Selection
☆ ☆ ☆ ☆

For some reason with tracing time difference become much more bigger

light-and-ray avatar May 17 '24 21:05 light-and-ray

It is very strange. Both were made about 3 times, and I pasted the last, to exclude any model loading from disk and cn preprocessing

NB: this gpu has very slow vram, maybe it can be connected with this

light-and-ray avatar May 17 '24 21:05 light-and-ray

Visually 2 first steps are okay, but the last 2 steps are slower after patch

Also I'm attaching trace files trace_non_patched.json.gz trace_patched.json.gz

light-and-ray avatar May 17 '24 21:05 light-and-ray

Use Github client to checkout this PR using command gh pr checkout 15821

Just want to add you can checkout any Github PR without the GH CLI client using standard Git commands:

git fetch origin pull/ID/head:NAME
git checkout NAME

In this case, for example:

git fetch origin pull/15821/head:15821 && git checkout 15821

Just to save someone the install if they don't need the GH client otherwise.

strawberrymelonpanda avatar May 18 '24 06:05 strawberrymelonpanda

Great job! Merged the remote branch locally, and I'm now seeing faster gens on A1111 than on ComfyUI :)

not-ski avatar May 18 '24 07:05 not-ski

I just tested it has speed improvement (around 8% for RTX 3090) however auto cast fails and we get black output on SDXL

image

FurkanGozukara avatar May 18 '24 09:05 FurkanGozukara

I just tested it has speed improvement (around 8% for RTX 3090) however auto cast fails and we get black output on SDXL

image

precision half disables autocast, so you should not use fp8 option in settings as well. Casting during inference is a big source of performance overhead.

huchenlei avatar May 18 '24 13:05 huchenlei

I just tested it has speed improvement (around 8% for RTX 3090) however auto cast fails and we get black output on SDXL image

precision half disables autocast, so you should not use fp8 option in settings as well. Casting during inference is a big source of performance overhead.

☆ ☆ ☆ ☆

Data lines

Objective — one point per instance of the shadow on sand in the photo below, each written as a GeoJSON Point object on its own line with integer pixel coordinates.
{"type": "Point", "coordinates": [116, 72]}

☆ ☆ ☆ ☆

Goal of the exercise
Continue the forum thread about the speed patch from where it stops.

Task result
this is the only option i started

@echo off set PYTHON= set GIT= set VENV_DIR= set COMMANDLINE_ARGS=--xformers call webui.bat

image

FurkanGozukara avatar May 18 '24 14:05 FurkanGozukara

I just tested it has speed improvement (around 8% for RTX 3090) however auto cast fails and we get black output on SDXL

Using sdxl-vae-fp16-fix as the VAE seems to fix the black output. Tested using --precision half Some checkpoints like AlbedoBaseXL will work as-is.

b-fission avatar May 18 '24 16:05 b-fission

I don't have extensive numbers, but 512x512 generates noticeably faster, as fast as Forge if not faster. 2 seconds to generate an image with 40 steps using DPM++ 2M SGM Uniform with a regular 1.5 checkpoint, and 15 seconds at 1024x 1024 with SDXL, on a 3080 12GB.

I feel like highres fix and img2img are the bigger bottlenecks now, but I dunno how feasible it is to optimize them even further, especially since these fixes did also noticeably increase their speed. Maybe on the side of the upscalers, since some are noticeably slower than others just by their nature, but I guess it just is what it is due to hardware.

Also ran into an issue, might be related to --precision-half too: RuntimeError: mat1 and mat2 must have the same dtype, but got Float and Half

Seems to happen when loading an SD 1.5 checkpoint, then loading an SDXL checkpoint and trying to generate. Loading a different SDXL checkpoint seems to fix it, but then happens all over again when loading between SD 1.5 and SDXL. This also happens if the checkpoint the UI loads by default is SD 1.5.

freecoderwaifu avatar May 18 '24 23:05 freecoderwaifu

Quick test using a 3060, doing a 4-batch at 896x1152 with 2 LORAs at 20 steps, DPM++ 3M Exponential

Forge: 1:20. A1111 with this PR: 0:58

A single image with this PR is around 15 sec. Very nice! I'm going to use this from now on unless some issue comes up. Great work!

mweldon avatar May 19 '24 02:05 mweldon

the --precision half not work in my case, adding it triggers tracing to several u-net hijack extensions even I have disabled them.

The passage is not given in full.